AIM OF THE EXERCISE:
Reproduce word for word the stretch of lines from the very first one through the line containing "M 163 234 L", with both ends included.

ROWS:
[start]

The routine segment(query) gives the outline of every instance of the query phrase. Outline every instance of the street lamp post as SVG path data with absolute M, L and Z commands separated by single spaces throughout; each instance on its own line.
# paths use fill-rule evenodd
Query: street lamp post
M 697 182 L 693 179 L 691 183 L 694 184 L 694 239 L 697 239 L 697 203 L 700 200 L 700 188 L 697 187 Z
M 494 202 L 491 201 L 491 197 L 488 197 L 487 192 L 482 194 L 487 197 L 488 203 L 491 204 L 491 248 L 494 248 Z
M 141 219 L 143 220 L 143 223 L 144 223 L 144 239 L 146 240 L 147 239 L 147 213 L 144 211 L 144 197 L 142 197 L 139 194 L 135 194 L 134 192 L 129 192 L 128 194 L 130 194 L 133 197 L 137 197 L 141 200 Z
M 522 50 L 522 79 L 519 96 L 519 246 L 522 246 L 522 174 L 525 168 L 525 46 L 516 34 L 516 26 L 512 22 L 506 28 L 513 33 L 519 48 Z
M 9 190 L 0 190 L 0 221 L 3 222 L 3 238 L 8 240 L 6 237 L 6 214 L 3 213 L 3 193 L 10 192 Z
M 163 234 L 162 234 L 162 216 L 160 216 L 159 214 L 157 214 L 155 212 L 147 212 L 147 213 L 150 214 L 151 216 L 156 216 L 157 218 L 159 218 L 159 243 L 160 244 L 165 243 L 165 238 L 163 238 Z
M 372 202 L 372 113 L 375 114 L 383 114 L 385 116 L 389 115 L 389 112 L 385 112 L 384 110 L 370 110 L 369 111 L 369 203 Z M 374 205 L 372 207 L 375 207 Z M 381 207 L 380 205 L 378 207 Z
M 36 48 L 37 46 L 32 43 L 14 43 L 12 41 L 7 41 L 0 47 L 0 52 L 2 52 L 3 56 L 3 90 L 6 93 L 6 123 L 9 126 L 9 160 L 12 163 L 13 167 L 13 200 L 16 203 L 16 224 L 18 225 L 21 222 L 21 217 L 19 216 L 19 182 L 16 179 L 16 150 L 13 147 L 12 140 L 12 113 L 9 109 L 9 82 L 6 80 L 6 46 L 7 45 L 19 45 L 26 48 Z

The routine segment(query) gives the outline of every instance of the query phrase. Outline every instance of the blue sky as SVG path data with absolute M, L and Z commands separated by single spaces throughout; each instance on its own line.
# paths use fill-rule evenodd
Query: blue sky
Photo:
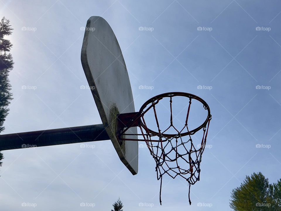
M 213 116 L 190 207 L 188 184 L 167 177 L 160 206 L 147 149 L 139 149 L 133 176 L 104 141 L 93 148 L 77 144 L 4 152 L 5 210 L 109 210 L 119 197 L 127 210 L 230 210 L 231 191 L 246 175 L 260 171 L 270 183 L 280 178 L 278 1 L 1 0 L 0 11 L 14 29 L 14 99 L 3 134 L 101 123 L 90 90 L 80 89 L 87 84 L 80 28 L 92 16 L 102 17 L 115 33 L 136 110 L 153 96 L 182 91 L 204 99 Z M 80 206 L 86 203 L 95 206 Z

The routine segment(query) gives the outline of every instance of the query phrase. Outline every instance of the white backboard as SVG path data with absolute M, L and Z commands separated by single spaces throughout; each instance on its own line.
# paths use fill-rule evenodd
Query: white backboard
M 81 62 L 105 130 L 120 159 L 136 174 L 138 142 L 123 141 L 120 145 L 116 135 L 117 115 L 135 111 L 131 84 L 117 39 L 110 26 L 101 17 L 92 16 L 87 21 Z M 128 133 L 137 133 L 136 127 L 130 130 Z

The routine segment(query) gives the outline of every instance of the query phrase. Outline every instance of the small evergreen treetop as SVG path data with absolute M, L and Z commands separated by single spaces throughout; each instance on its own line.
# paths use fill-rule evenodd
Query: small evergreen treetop
M 123 211 L 122 209 L 123 208 L 123 204 L 120 200 L 120 197 L 118 198 L 117 201 L 115 202 L 112 205 L 114 209 L 112 210 L 111 211 Z

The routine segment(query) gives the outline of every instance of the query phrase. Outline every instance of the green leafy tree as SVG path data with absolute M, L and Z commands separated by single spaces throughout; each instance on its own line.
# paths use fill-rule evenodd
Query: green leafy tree
M 112 205 L 114 209 L 112 210 L 111 211 L 123 211 L 122 209 L 123 208 L 123 204 L 120 200 L 120 198 L 118 198 L 117 201 L 115 202 Z
M 13 45 L 5 38 L 12 33 L 12 30 L 10 21 L 3 17 L 0 21 L 0 133 L 5 129 L 3 125 L 8 113 L 8 106 L 13 99 L 8 78 L 14 64 L 12 55 L 9 52 Z M 0 166 L 3 158 L 0 152 Z
M 281 182 L 269 184 L 261 173 L 254 173 L 232 190 L 231 197 L 229 205 L 234 211 L 280 211 Z

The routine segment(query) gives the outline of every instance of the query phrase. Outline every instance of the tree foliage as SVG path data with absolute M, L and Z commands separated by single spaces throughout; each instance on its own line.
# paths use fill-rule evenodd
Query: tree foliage
M 117 201 L 115 202 L 112 205 L 114 209 L 112 210 L 111 211 L 123 211 L 122 209 L 123 208 L 123 204 L 120 200 L 120 198 L 118 198 Z
M 261 172 L 246 176 L 232 190 L 229 205 L 234 211 L 281 210 L 281 182 L 271 184 Z
M 8 106 L 13 99 L 8 77 L 14 64 L 9 52 L 13 45 L 5 38 L 5 36 L 12 33 L 12 30 L 10 21 L 3 17 L 0 21 L 0 133 L 5 129 L 3 125 L 9 111 Z M 0 152 L 0 166 L 3 158 L 3 154 Z

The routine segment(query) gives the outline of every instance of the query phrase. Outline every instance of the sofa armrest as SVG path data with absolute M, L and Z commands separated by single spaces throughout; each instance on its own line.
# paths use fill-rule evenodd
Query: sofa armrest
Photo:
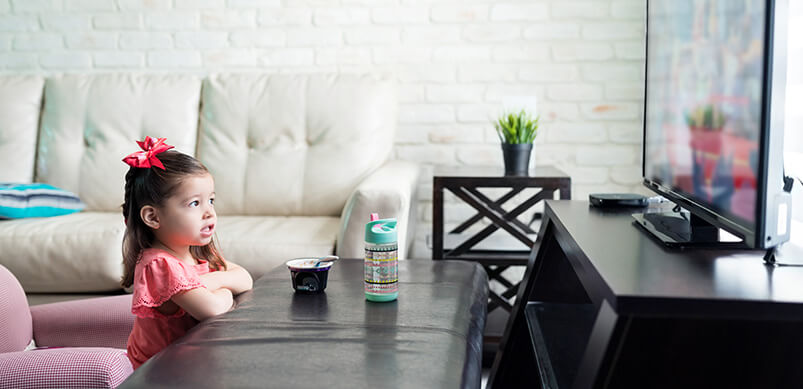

[end]

SOLUTION TO THE EXERCISE:
The routine segment(query) gives the outline of every instance of the query phrase. Outline every instance of the street lamp post as SVG path data with absolute M, L and Z commands separated by single spaces throughout; each instance on its own line.
# paths use fill-rule evenodd
Query: street lamp post
M 697 182 L 693 179 L 691 183 L 694 184 L 694 239 L 697 239 L 697 203 L 700 200 L 700 188 L 697 187 Z
M 494 202 L 491 201 L 491 197 L 488 197 L 487 192 L 482 194 L 487 197 L 488 203 L 491 204 L 491 248 L 494 248 Z
M 141 219 L 143 220 L 143 223 L 144 223 L 144 239 L 146 240 L 147 239 L 147 213 L 144 211 L 144 197 L 142 197 L 139 194 L 135 194 L 134 192 L 129 192 L 128 194 L 130 194 L 133 197 L 137 197 L 141 200 Z
M 522 50 L 522 79 L 519 96 L 519 246 L 522 246 L 522 174 L 525 168 L 525 46 L 516 34 L 516 26 L 512 22 L 506 28 L 513 33 L 519 48 Z
M 9 190 L 0 190 L 0 221 L 3 222 L 3 238 L 8 240 L 6 237 L 6 214 L 3 213 L 3 193 L 10 192 Z
M 163 234 L 162 234 L 162 216 L 160 216 L 159 214 L 157 214 L 155 212 L 147 212 L 147 213 L 150 214 L 151 216 L 156 216 L 157 218 L 159 218 L 159 243 L 160 244 L 165 243 L 165 238 L 163 238 Z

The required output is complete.